Give the entries again, exactly as they stand.

=== Section Start ===

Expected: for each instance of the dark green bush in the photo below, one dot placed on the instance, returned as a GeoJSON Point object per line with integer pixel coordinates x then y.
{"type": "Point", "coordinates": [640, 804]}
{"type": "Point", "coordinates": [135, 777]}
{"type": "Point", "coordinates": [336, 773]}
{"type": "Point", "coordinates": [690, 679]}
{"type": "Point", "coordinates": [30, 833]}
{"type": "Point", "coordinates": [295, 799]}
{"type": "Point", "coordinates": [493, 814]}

=== Section End ===

Finished exercise >>
Expected: for each instance of the dark green bush in the photo below, one dot placed on the instance, returned as a GeoJSON Point object per line with integer pixel coordinates x then y.
{"type": "Point", "coordinates": [640, 804]}
{"type": "Point", "coordinates": [135, 777]}
{"type": "Point", "coordinates": [336, 773]}
{"type": "Point", "coordinates": [690, 679]}
{"type": "Point", "coordinates": [30, 833]}
{"type": "Point", "coordinates": [295, 799]}
{"type": "Point", "coordinates": [493, 814]}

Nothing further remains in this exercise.